◆ What you need to do
Starting with the first line of the data that follows, transcribe every line verbatim until the line containing "[tag] dark trousers" has been transcribed.

(Collected data)

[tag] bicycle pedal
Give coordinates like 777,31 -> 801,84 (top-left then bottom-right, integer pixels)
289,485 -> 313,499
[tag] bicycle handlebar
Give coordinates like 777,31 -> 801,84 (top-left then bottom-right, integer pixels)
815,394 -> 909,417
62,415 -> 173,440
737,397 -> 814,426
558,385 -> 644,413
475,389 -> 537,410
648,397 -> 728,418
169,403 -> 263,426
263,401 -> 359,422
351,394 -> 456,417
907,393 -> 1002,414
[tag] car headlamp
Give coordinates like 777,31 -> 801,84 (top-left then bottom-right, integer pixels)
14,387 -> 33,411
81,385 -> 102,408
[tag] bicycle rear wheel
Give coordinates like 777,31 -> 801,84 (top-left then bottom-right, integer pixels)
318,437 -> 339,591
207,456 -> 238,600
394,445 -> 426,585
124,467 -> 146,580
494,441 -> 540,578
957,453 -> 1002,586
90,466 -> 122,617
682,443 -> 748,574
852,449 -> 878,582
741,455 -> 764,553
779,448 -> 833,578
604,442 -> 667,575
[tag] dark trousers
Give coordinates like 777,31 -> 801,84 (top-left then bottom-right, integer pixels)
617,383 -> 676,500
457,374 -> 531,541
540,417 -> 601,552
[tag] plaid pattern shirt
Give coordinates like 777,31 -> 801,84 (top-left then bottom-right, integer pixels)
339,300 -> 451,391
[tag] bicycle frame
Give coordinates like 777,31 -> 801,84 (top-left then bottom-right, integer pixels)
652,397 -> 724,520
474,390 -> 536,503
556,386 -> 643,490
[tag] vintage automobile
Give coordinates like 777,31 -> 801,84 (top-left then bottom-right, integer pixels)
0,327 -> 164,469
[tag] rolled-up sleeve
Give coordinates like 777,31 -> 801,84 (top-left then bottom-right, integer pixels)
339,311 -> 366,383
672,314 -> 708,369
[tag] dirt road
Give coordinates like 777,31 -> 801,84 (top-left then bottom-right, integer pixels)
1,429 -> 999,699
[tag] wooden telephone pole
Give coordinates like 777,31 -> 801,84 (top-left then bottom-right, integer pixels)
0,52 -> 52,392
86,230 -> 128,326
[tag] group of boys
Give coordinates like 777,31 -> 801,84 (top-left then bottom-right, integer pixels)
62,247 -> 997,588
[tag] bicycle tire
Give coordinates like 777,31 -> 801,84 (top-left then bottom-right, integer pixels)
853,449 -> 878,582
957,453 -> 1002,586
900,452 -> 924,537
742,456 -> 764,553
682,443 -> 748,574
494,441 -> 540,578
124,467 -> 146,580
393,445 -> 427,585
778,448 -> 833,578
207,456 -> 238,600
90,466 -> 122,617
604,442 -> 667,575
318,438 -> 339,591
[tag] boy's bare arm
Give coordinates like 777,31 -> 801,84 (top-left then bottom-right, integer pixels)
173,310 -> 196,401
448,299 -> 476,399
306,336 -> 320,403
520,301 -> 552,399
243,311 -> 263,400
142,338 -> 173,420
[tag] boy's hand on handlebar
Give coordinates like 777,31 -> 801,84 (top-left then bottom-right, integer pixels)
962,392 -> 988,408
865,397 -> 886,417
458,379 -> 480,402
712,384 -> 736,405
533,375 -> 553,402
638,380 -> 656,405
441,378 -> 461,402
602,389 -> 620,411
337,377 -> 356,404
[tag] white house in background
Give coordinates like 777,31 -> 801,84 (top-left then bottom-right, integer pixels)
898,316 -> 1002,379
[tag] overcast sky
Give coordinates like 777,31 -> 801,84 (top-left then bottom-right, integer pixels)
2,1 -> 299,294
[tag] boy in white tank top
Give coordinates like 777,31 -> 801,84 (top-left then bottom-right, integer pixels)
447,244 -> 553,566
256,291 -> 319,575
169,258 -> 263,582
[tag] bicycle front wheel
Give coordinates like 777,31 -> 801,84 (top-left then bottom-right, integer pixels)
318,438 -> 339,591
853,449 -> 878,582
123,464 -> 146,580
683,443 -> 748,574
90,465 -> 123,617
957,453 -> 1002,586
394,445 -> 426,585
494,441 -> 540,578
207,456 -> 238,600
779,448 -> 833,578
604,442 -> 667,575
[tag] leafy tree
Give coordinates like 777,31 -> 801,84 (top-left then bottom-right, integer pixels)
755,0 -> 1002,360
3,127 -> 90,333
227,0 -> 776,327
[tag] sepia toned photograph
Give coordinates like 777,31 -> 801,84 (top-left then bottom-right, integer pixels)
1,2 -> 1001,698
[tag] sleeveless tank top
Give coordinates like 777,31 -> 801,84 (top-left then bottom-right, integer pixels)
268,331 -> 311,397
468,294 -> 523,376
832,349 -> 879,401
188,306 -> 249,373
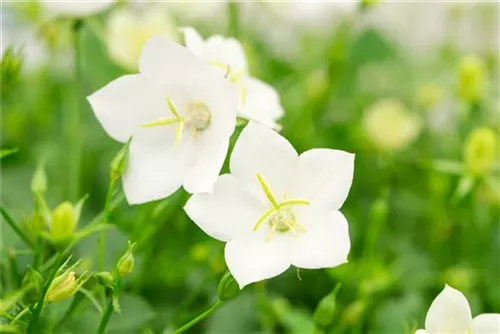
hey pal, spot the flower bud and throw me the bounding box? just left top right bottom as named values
left=464, top=128, right=498, bottom=175
left=416, top=82, right=444, bottom=110
left=313, top=283, right=341, bottom=329
left=117, top=241, right=136, bottom=277
left=341, top=300, right=367, bottom=326
left=45, top=271, right=79, bottom=303
left=217, top=271, right=239, bottom=301
left=31, top=163, right=47, bottom=196
left=50, top=202, right=77, bottom=243
left=458, top=55, right=486, bottom=103
left=363, top=99, right=422, bottom=152
left=110, top=138, right=131, bottom=181
left=95, top=271, right=115, bottom=288
left=1, top=47, right=22, bottom=96
left=21, top=268, right=44, bottom=303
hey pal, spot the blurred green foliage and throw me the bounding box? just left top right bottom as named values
left=1, top=1, right=499, bottom=334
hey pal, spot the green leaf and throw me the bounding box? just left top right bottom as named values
left=0, top=148, right=19, bottom=159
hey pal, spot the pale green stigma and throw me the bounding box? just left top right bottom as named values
left=253, top=173, right=310, bottom=240
left=140, top=97, right=212, bottom=144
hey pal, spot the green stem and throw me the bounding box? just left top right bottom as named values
left=228, top=1, right=239, bottom=38
left=69, top=19, right=84, bottom=202
left=97, top=280, right=121, bottom=334
left=27, top=252, right=64, bottom=333
left=0, top=206, right=35, bottom=249
left=11, top=306, right=31, bottom=325
left=173, top=300, right=223, bottom=334
left=99, top=178, right=116, bottom=271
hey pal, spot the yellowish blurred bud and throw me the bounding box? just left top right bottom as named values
left=95, top=271, right=114, bottom=288
left=190, top=243, right=210, bottom=262
left=50, top=202, right=77, bottom=243
left=443, top=267, right=475, bottom=291
left=416, top=82, right=445, bottom=110
left=363, top=99, right=422, bottom=152
left=341, top=300, right=367, bottom=326
left=306, top=69, right=328, bottom=100
left=458, top=55, right=486, bottom=103
left=313, top=283, right=341, bottom=329
left=117, top=241, right=136, bottom=277
left=31, top=163, right=47, bottom=195
left=106, top=6, right=178, bottom=71
left=1, top=47, right=23, bottom=96
left=464, top=128, right=498, bottom=175
left=110, top=138, right=131, bottom=181
left=45, top=271, right=81, bottom=303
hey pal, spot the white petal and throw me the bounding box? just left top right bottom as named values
left=180, top=26, right=206, bottom=58
left=204, top=35, right=247, bottom=74
left=139, top=35, right=211, bottom=86
left=122, top=138, right=193, bottom=205
left=291, top=209, right=350, bottom=269
left=239, top=77, right=284, bottom=128
left=297, top=149, right=355, bottom=210
left=184, top=174, right=265, bottom=242
left=230, top=122, right=298, bottom=201
left=415, top=330, right=429, bottom=334
left=183, top=136, right=229, bottom=194
left=225, top=234, right=291, bottom=288
left=471, top=314, right=500, bottom=334
left=41, top=0, right=115, bottom=17
left=425, top=285, right=472, bottom=334
left=87, top=74, right=168, bottom=143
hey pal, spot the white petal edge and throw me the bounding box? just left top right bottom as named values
left=297, top=149, right=355, bottom=211
left=87, top=74, right=167, bottom=143
left=225, top=233, right=291, bottom=289
left=415, top=330, right=429, bottom=334
left=180, top=26, right=206, bottom=58
left=425, top=285, right=472, bottom=334
left=230, top=121, right=298, bottom=200
left=471, top=314, right=500, bottom=334
left=291, top=209, right=350, bottom=269
left=184, top=174, right=265, bottom=242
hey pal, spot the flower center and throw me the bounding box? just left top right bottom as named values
left=141, top=97, right=212, bottom=144
left=253, top=173, right=309, bottom=241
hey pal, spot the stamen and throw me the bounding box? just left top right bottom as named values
left=256, top=173, right=279, bottom=208
left=141, top=117, right=181, bottom=128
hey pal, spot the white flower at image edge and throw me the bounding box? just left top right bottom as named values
left=40, top=0, right=116, bottom=17
left=182, top=27, right=284, bottom=129
left=415, top=285, right=500, bottom=334
left=185, top=122, right=354, bottom=288
left=88, top=36, right=238, bottom=204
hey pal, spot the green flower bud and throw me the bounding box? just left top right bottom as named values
left=95, top=271, right=114, bottom=288
left=117, top=241, right=136, bottom=277
left=458, top=55, right=486, bottom=103
left=341, top=300, right=366, bottom=326
left=21, top=268, right=44, bottom=303
left=50, top=202, right=77, bottom=243
left=416, top=82, right=444, bottom=110
left=45, top=270, right=86, bottom=303
left=31, top=163, right=47, bottom=196
left=464, top=128, right=498, bottom=175
left=110, top=138, right=131, bottom=181
left=1, top=47, right=22, bottom=96
left=217, top=271, right=239, bottom=301
left=313, top=284, right=342, bottom=329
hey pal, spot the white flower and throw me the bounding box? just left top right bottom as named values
left=185, top=122, right=354, bottom=288
left=88, top=36, right=238, bottom=204
left=40, top=0, right=116, bottom=17
left=105, top=5, right=178, bottom=71
left=416, top=285, right=500, bottom=334
left=181, top=27, right=284, bottom=129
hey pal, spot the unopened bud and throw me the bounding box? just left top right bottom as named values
left=464, top=128, right=498, bottom=175
left=117, top=241, right=136, bottom=277
left=95, top=271, right=114, bottom=288
left=217, top=271, right=239, bottom=301
left=313, top=283, right=341, bottom=329
left=110, top=138, right=131, bottom=181
left=51, top=202, right=77, bottom=243
left=21, top=268, right=44, bottom=303
left=1, top=47, right=22, bottom=96
left=416, top=82, right=444, bottom=110
left=458, top=55, right=486, bottom=103
left=46, top=271, right=80, bottom=303
left=31, top=163, right=47, bottom=196
left=341, top=300, right=366, bottom=326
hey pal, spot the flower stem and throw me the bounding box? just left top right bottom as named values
left=11, top=306, right=31, bottom=325
left=228, top=1, right=239, bottom=38
left=0, top=206, right=35, bottom=249
left=27, top=252, right=65, bottom=334
left=173, top=300, right=223, bottom=334
left=98, top=178, right=116, bottom=271
left=68, top=19, right=84, bottom=202
left=97, top=279, right=121, bottom=334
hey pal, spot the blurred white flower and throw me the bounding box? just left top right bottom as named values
left=40, top=0, right=116, bottom=17
left=88, top=36, right=238, bottom=204
left=185, top=122, right=353, bottom=288
left=182, top=27, right=284, bottom=129
left=105, top=5, right=178, bottom=71
left=416, top=285, right=500, bottom=334
left=363, top=99, right=422, bottom=152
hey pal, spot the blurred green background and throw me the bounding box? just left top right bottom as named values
left=1, top=1, right=499, bottom=333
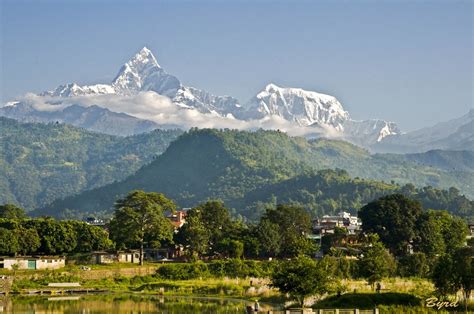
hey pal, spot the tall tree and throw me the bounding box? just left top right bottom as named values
left=255, top=218, right=281, bottom=257
left=109, top=190, right=175, bottom=265
left=359, top=194, right=423, bottom=255
left=258, top=204, right=316, bottom=257
left=175, top=207, right=210, bottom=258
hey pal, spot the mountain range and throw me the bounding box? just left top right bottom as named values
left=33, top=128, right=473, bottom=219
left=0, top=117, right=181, bottom=210
left=372, top=109, right=474, bottom=153
left=1, top=47, right=407, bottom=147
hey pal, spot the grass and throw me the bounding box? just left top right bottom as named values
left=340, top=277, right=435, bottom=298
left=313, top=292, right=423, bottom=309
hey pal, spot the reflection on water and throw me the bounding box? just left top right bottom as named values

◆ Finished exercise
[tag] bicycle pedal
Give coordinates like 777,31 -> 801,84 (top-left then bottom-right, integer pixels)
289,485 -> 313,499
[tag] bicycle handlebar
Give coordinates like 777,31 -> 801,84 (top-left then bottom-right, integer pixels)
815,394 -> 909,417
62,415 -> 173,440
737,397 -> 814,426
558,385 -> 644,413
475,389 -> 537,410
648,397 -> 728,418
169,403 -> 263,426
263,401 -> 359,422
351,394 -> 456,417
907,393 -> 1002,414
[tag] car headlamp
Give coordinates like 777,31 -> 801,84 (top-left then bottom-right, integer pixels)
14,387 -> 33,411
81,385 -> 102,408
[tag] bicycle rear wheel
Give coordinates like 777,31 -> 801,84 (top-left then bottom-right, integer pixels)
318,437 -> 339,591
207,456 -> 238,600
394,445 -> 426,585
124,467 -> 146,580
494,441 -> 540,578
957,453 -> 1002,586
90,466 -> 122,617
682,443 -> 748,574
852,449 -> 878,582
741,455 -> 764,553
779,448 -> 833,578
604,442 -> 667,575
[tag] dark trousers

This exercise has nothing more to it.